#### Stated task
Return every line of the data below that contains the string "green", matching case exactly.
START Entries supplied
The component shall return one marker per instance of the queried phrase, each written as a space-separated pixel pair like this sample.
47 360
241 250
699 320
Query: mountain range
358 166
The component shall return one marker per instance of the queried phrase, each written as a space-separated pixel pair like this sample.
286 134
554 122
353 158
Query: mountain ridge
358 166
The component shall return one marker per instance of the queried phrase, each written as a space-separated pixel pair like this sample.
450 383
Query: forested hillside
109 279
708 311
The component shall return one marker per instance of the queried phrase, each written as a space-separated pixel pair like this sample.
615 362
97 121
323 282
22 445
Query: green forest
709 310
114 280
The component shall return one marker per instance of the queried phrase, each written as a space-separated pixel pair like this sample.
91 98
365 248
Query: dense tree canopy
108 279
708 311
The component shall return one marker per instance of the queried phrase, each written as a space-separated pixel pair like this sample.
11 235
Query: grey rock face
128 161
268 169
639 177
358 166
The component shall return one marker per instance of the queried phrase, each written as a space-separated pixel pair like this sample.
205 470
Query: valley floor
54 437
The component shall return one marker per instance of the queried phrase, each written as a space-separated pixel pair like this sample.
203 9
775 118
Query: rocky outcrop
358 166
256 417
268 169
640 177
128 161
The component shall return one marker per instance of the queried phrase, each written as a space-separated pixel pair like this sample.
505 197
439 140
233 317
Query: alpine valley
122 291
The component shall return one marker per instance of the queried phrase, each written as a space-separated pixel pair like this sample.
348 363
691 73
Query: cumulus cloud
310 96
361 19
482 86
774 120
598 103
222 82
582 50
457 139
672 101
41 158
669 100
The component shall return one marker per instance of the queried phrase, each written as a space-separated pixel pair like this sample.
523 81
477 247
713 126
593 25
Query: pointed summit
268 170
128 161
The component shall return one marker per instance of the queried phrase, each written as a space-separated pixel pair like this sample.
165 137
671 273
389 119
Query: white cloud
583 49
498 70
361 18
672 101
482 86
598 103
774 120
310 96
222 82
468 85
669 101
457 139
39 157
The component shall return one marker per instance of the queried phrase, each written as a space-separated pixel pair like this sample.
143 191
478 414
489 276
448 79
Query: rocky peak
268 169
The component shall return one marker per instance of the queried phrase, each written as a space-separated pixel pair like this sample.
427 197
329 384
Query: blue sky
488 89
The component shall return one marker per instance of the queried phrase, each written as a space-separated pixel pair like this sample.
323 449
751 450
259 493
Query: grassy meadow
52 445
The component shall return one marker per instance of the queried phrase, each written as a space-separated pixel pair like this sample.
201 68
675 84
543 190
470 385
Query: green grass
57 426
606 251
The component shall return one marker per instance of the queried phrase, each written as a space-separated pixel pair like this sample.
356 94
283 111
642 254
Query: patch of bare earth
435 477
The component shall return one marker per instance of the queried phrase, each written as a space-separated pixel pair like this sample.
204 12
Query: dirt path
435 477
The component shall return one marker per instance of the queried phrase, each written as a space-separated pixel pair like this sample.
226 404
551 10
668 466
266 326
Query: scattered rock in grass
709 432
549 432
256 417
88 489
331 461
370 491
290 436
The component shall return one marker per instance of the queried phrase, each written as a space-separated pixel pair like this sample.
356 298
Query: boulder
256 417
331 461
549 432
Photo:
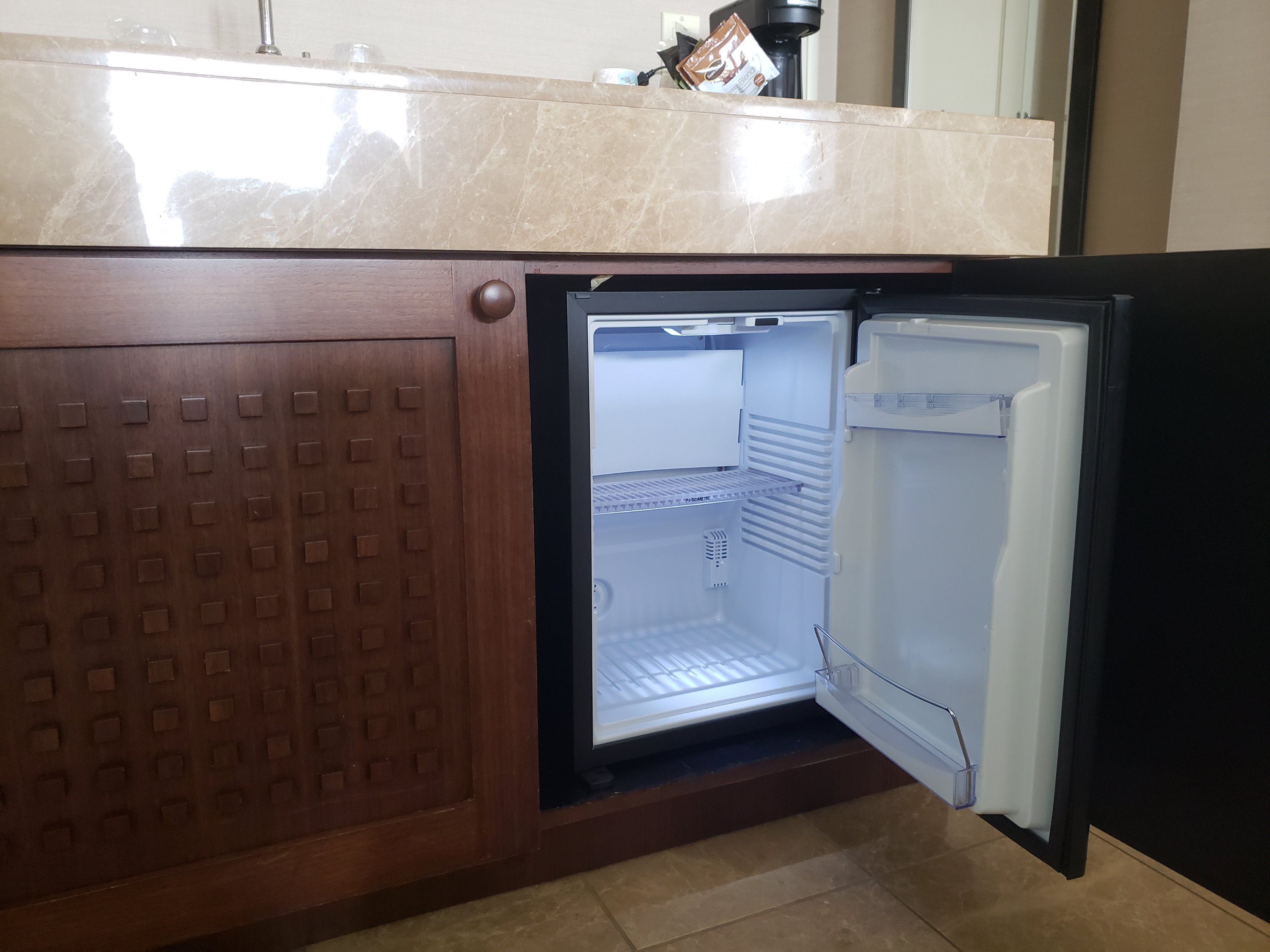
END Entries supplied
#### Solution to this problem
Query: green forest
Query: green grass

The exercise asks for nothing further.